TASK INSTRUCTIONS:
Rewrite the data from the line containing "In the photo above, where can the silver suv" down to the line containing "column 350, row 317" as a two-column CSV with the headers source and result. Each row should hold one text and its answer, each in its own quoted field, with line breaks turned into spaces.

MATERIAL TO PROCESS:
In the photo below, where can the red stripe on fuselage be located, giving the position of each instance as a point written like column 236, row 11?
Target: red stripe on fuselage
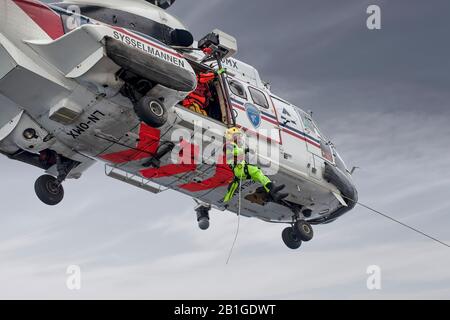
column 46, row 18
column 222, row 177
column 186, row 163
column 147, row 146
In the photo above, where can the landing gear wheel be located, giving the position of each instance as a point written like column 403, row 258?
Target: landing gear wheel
column 290, row 238
column 203, row 216
column 304, row 230
column 151, row 111
column 48, row 190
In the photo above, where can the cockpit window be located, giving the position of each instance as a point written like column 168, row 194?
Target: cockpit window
column 237, row 89
column 259, row 98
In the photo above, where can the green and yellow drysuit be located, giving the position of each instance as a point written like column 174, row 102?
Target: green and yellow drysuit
column 235, row 156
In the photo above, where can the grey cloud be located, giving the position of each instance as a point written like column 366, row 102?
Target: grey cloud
column 383, row 99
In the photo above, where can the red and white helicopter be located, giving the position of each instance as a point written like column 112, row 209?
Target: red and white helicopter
column 94, row 80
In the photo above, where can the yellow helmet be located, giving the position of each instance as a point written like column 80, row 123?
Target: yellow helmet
column 232, row 132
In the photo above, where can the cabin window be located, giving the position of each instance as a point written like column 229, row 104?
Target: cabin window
column 237, row 89
column 259, row 97
column 307, row 122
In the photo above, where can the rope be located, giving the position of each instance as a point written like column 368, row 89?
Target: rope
column 400, row 223
column 238, row 222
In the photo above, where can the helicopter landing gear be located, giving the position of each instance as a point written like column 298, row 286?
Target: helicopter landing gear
column 304, row 230
column 291, row 239
column 49, row 190
column 203, row 216
column 300, row 231
column 151, row 111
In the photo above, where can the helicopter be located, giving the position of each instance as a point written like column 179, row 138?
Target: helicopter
column 83, row 81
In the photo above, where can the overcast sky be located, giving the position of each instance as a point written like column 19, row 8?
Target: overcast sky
column 382, row 96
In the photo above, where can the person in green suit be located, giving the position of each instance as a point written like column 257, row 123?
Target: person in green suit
column 235, row 157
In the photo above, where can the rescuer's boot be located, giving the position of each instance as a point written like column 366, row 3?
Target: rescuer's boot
column 274, row 192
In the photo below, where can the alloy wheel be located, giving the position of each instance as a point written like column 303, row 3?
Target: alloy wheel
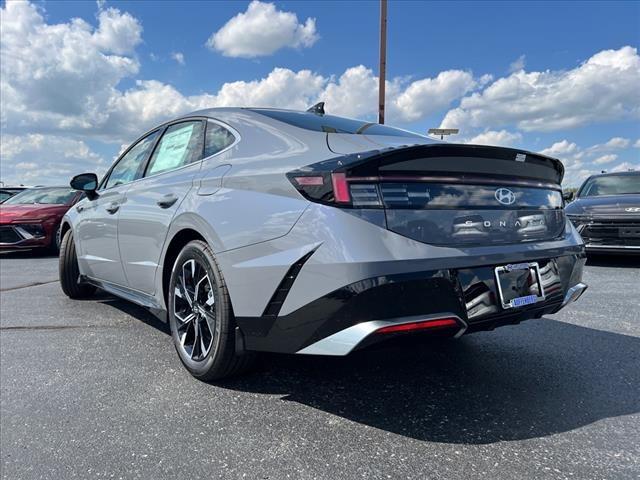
column 194, row 310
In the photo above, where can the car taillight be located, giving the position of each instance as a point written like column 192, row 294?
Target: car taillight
column 338, row 188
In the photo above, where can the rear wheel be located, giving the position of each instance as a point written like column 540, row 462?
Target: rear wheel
column 201, row 318
column 69, row 271
column 56, row 241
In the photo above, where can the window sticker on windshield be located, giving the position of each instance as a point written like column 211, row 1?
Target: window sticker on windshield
column 172, row 149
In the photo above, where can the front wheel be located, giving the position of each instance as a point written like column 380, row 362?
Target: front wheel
column 201, row 317
column 69, row 271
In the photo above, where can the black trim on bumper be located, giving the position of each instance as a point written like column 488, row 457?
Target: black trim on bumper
column 469, row 293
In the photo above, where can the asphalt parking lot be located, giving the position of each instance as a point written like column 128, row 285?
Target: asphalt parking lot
column 94, row 389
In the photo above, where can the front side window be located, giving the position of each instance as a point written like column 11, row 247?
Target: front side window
column 180, row 145
column 217, row 139
column 45, row 196
column 128, row 167
column 611, row 185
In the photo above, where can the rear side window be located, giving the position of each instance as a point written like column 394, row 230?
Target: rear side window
column 332, row 123
column 129, row 166
column 217, row 139
column 180, row 145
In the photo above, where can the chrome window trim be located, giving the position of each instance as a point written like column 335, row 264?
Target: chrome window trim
column 163, row 127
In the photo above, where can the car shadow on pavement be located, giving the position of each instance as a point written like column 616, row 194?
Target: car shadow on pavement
column 546, row 377
column 616, row 261
column 35, row 253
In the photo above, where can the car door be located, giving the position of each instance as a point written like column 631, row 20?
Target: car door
column 152, row 201
column 96, row 230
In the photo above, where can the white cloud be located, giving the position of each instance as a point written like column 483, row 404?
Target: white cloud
column 518, row 64
column 61, row 77
column 625, row 166
column 117, row 33
column 429, row 95
column 36, row 159
column 618, row 142
column 610, row 157
column 502, row 138
column 581, row 162
column 563, row 147
column 603, row 88
column 178, row 57
column 261, row 31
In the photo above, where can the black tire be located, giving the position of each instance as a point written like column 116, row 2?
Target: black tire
column 69, row 272
column 56, row 242
column 212, row 318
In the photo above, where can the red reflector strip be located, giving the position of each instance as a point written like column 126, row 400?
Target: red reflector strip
column 340, row 187
column 405, row 327
column 310, row 181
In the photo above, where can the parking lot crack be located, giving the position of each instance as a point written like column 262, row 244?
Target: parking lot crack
column 53, row 327
column 28, row 285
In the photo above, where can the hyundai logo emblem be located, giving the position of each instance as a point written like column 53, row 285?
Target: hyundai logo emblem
column 505, row 196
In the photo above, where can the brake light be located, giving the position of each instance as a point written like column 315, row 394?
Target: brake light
column 421, row 325
column 340, row 188
column 310, row 181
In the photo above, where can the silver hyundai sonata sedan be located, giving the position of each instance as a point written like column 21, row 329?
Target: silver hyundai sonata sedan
column 300, row 232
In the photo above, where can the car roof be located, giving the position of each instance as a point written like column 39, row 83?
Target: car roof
column 616, row 174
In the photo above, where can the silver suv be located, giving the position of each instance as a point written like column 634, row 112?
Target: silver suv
column 274, row 230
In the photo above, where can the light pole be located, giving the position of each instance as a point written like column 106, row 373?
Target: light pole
column 383, row 59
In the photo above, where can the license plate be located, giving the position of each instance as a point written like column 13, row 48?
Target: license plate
column 519, row 284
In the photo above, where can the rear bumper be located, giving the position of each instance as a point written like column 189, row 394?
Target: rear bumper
column 613, row 249
column 17, row 237
column 350, row 317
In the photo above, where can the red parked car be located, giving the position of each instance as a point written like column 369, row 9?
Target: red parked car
column 31, row 218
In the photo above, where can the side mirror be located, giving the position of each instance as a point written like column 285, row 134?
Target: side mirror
column 86, row 182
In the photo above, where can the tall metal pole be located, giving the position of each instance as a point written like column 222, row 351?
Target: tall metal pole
column 383, row 59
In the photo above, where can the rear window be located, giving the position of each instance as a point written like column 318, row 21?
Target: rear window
column 49, row 196
column 333, row 124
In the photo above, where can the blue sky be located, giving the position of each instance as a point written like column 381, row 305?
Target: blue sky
column 480, row 47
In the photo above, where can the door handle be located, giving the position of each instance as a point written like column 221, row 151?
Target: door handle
column 167, row 201
column 112, row 208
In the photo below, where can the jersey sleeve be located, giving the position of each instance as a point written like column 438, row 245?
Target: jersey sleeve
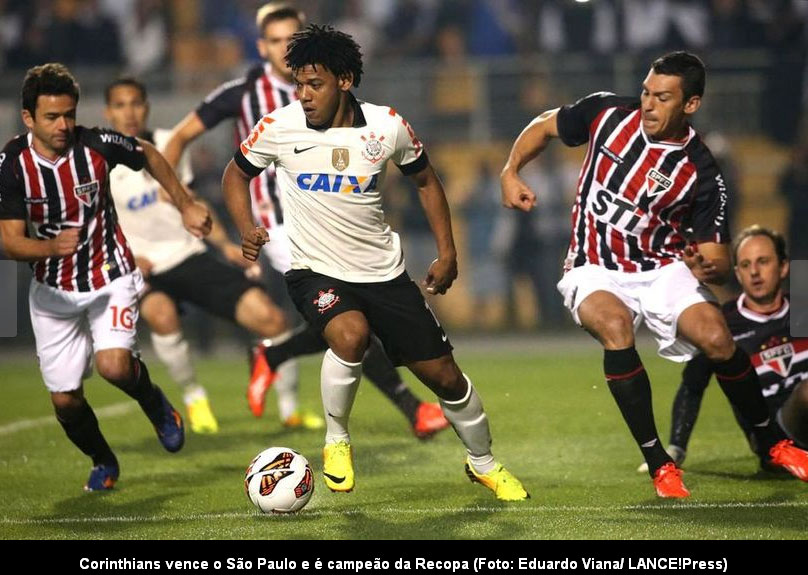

REPLY:
source,result
"In the photo above, where can the silver suv be located, giving the position of each instance as a point written like column 634, row 112? Target: silver suv","column 274, row 230"
"In the photo above, where can the light pole be located, giving the position of each instance as a point written like column 106, row 373? Target: light pole","column 383, row 59"
"In the photo above, where can the license plate be located, giving the position of each instance as a point written like column 13, row 48? Target: license plate","column 519, row 284"
"In the photo above, where can the rear bumper be located, giving the position of each instance as a point written like column 189, row 394? Target: rear bumper","column 613, row 249 column 17, row 237 column 350, row 317"